• **Directive**:
Reproduce the lines of the data below verbatim, starting at the line that contains "spot the dark" and ending at the line that contains "left=0, top=0, right=576, bottom=385", with both of those lines included.

## BEGIN

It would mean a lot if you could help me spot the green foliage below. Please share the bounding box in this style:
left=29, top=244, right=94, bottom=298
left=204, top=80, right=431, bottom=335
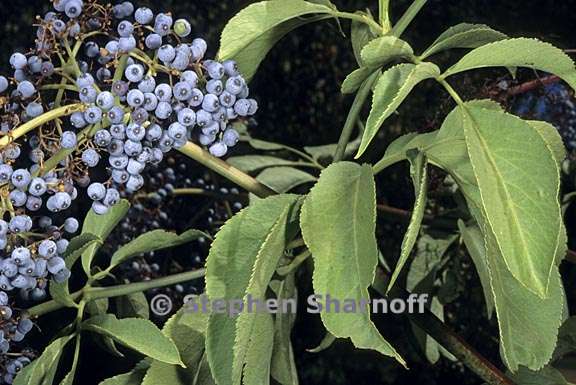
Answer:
left=14, top=336, right=72, bottom=385
left=206, top=195, right=298, bottom=385
left=110, top=229, right=209, bottom=268
left=356, top=63, right=440, bottom=158
left=22, top=0, right=576, bottom=385
left=82, top=314, right=182, bottom=365
left=420, top=23, right=507, bottom=60
left=442, top=38, right=576, bottom=88
left=218, top=0, right=334, bottom=79
left=82, top=200, right=130, bottom=276
left=141, top=307, right=214, bottom=385
left=388, top=152, right=428, bottom=290
left=301, top=162, right=404, bottom=364
left=361, top=36, right=414, bottom=67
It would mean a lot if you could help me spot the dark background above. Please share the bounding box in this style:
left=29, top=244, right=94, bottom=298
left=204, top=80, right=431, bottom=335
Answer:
left=0, top=0, right=576, bottom=385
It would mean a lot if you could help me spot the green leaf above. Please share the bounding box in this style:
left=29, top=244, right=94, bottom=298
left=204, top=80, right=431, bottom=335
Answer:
left=232, top=196, right=292, bottom=384
left=340, top=67, right=380, bottom=95
left=142, top=307, right=208, bottom=385
left=300, top=162, right=404, bottom=364
left=218, top=0, right=334, bottom=79
left=388, top=152, right=428, bottom=291
left=350, top=12, right=376, bottom=67
left=82, top=199, right=130, bottom=276
left=110, top=229, right=206, bottom=268
left=270, top=274, right=298, bottom=385
left=206, top=195, right=298, bottom=385
left=527, top=120, right=566, bottom=168
left=361, top=36, right=414, bottom=67
left=248, top=138, right=286, bottom=151
left=442, top=38, right=576, bottom=89
left=13, top=335, right=74, bottom=385
left=100, top=360, right=150, bottom=385
left=49, top=237, right=102, bottom=307
left=242, top=313, right=274, bottom=385
left=510, top=365, right=570, bottom=385
left=458, top=220, right=494, bottom=318
left=554, top=317, right=576, bottom=360
left=250, top=167, right=318, bottom=199
left=116, top=292, right=150, bottom=319
left=476, top=208, right=564, bottom=371
left=304, top=136, right=362, bottom=161
left=226, top=155, right=311, bottom=172
left=306, top=332, right=336, bottom=353
left=86, top=298, right=109, bottom=315
left=356, top=63, right=440, bottom=158
left=460, top=105, right=561, bottom=298
left=420, top=23, right=508, bottom=59
left=82, top=314, right=182, bottom=365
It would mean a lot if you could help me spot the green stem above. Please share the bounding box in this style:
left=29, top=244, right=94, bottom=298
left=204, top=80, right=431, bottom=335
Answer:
left=372, top=154, right=406, bottom=175
left=436, top=78, right=464, bottom=105
left=171, top=188, right=246, bottom=200
left=0, top=103, right=84, bottom=149
left=334, top=71, right=380, bottom=162
left=276, top=250, right=312, bottom=276
left=392, top=0, right=428, bottom=37
left=372, top=271, right=514, bottom=385
left=333, top=12, right=384, bottom=35
left=84, top=269, right=206, bottom=301
left=40, top=84, right=78, bottom=92
left=27, top=269, right=206, bottom=317
left=178, top=142, right=276, bottom=198
left=378, top=0, right=392, bottom=34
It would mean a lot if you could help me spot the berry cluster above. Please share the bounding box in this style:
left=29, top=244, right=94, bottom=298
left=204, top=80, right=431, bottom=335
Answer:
left=512, top=83, right=576, bottom=150
left=0, top=0, right=258, bottom=383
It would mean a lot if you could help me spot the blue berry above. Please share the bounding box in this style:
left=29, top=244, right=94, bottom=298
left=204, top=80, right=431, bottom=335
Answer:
left=0, top=76, right=9, bottom=93
left=10, top=52, right=28, bottom=70
left=126, top=89, right=144, bottom=107
left=64, top=0, right=82, bottom=19
left=222, top=128, right=240, bottom=147
left=17, top=80, right=36, bottom=99
left=87, top=183, right=106, bottom=201
left=84, top=106, right=102, bottom=124
left=82, top=148, right=100, bottom=167
left=64, top=217, right=80, bottom=234
left=208, top=142, right=228, bottom=158
left=144, top=33, right=162, bottom=49
left=96, top=91, right=114, bottom=111
left=10, top=168, right=32, bottom=189
left=124, top=64, right=144, bottom=83
left=94, top=130, right=112, bottom=147
left=134, top=7, right=154, bottom=24
left=60, top=131, right=78, bottom=149
left=46, top=192, right=72, bottom=212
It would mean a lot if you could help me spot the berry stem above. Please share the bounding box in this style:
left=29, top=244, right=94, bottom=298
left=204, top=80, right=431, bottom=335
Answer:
left=276, top=249, right=312, bottom=276
left=378, top=0, right=392, bottom=34
left=178, top=142, right=276, bottom=198
left=334, top=12, right=383, bottom=35
left=27, top=269, right=206, bottom=317
left=334, top=71, right=380, bottom=162
left=0, top=103, right=85, bottom=149
left=392, top=0, right=428, bottom=37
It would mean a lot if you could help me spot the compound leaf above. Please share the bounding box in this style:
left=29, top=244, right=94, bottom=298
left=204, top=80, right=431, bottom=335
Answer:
left=218, top=0, right=334, bottom=79
left=300, top=162, right=404, bottom=364
left=420, top=23, right=508, bottom=59
left=443, top=38, right=576, bottom=89
left=356, top=63, right=440, bottom=158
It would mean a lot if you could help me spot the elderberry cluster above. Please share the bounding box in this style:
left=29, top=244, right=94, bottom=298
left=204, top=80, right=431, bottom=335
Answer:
left=0, top=0, right=258, bottom=383
left=513, top=82, right=576, bottom=150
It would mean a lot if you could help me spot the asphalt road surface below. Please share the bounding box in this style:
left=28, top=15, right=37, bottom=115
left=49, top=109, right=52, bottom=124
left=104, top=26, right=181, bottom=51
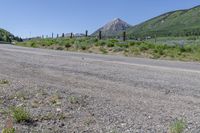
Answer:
left=0, top=45, right=200, bottom=133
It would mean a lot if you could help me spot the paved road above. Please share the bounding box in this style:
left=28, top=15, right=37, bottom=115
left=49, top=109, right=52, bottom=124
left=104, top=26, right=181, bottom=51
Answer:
left=0, top=45, right=200, bottom=132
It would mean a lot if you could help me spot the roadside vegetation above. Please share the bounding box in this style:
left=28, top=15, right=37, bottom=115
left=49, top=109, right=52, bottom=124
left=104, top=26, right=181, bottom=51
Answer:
left=16, top=37, right=200, bottom=61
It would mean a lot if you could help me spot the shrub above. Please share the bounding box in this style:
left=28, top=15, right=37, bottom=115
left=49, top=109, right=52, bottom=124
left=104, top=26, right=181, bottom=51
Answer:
left=68, top=96, right=79, bottom=104
left=0, top=79, right=9, bottom=84
left=99, top=47, right=108, bottom=54
left=11, top=107, right=31, bottom=123
left=81, top=45, right=87, bottom=50
left=2, top=128, right=15, bottom=133
left=107, top=42, right=115, bottom=47
left=56, top=46, right=64, bottom=50
left=65, top=43, right=71, bottom=49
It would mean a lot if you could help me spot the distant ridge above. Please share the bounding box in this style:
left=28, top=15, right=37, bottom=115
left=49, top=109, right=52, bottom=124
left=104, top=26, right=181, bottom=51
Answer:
left=0, top=28, right=22, bottom=42
left=128, top=6, right=200, bottom=37
left=92, top=18, right=131, bottom=36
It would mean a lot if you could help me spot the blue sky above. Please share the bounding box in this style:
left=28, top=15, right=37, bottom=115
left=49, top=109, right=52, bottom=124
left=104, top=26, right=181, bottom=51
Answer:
left=0, top=0, right=200, bottom=37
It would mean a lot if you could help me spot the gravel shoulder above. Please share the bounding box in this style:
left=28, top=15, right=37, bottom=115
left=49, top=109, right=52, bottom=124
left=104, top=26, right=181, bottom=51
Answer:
left=0, top=45, right=200, bottom=133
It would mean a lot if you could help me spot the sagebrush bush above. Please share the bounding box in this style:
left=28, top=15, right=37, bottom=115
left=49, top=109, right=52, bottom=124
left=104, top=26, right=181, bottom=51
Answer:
left=11, top=107, right=31, bottom=123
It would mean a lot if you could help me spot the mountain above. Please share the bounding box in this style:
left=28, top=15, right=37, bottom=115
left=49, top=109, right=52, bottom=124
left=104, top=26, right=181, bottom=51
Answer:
left=92, top=18, right=131, bottom=36
left=127, top=6, right=200, bottom=37
left=0, top=28, right=22, bottom=42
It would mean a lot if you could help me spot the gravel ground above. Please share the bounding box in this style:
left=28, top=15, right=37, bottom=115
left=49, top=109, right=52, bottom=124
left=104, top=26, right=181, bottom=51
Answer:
left=0, top=45, right=200, bottom=133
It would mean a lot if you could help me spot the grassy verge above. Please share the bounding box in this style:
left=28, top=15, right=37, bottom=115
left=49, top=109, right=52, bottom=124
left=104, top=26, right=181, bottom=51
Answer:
left=16, top=38, right=200, bottom=61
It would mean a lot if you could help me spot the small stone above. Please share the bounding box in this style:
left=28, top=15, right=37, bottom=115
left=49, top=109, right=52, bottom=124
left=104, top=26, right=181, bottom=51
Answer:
left=56, top=108, right=62, bottom=112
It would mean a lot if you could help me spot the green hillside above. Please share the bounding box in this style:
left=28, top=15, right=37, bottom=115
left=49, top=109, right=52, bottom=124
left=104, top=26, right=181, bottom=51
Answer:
left=127, top=6, right=200, bottom=37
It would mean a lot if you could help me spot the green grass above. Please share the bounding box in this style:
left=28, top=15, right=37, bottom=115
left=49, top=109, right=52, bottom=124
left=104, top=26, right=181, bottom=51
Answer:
left=11, top=107, right=31, bottom=123
left=2, top=128, right=15, bottom=133
left=17, top=36, right=200, bottom=61
left=127, top=6, right=200, bottom=38
left=169, top=120, right=186, bottom=133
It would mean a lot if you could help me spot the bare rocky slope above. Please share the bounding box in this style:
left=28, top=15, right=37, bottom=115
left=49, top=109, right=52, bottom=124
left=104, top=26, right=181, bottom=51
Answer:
left=92, top=18, right=131, bottom=36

## END

• **Exercise solution**:
It would mean a lot if you could help me spot the dark background above. Please share the bounding box in this style:
left=29, top=244, right=94, bottom=298
left=204, top=80, right=431, bottom=335
Answer:
left=0, top=0, right=576, bottom=385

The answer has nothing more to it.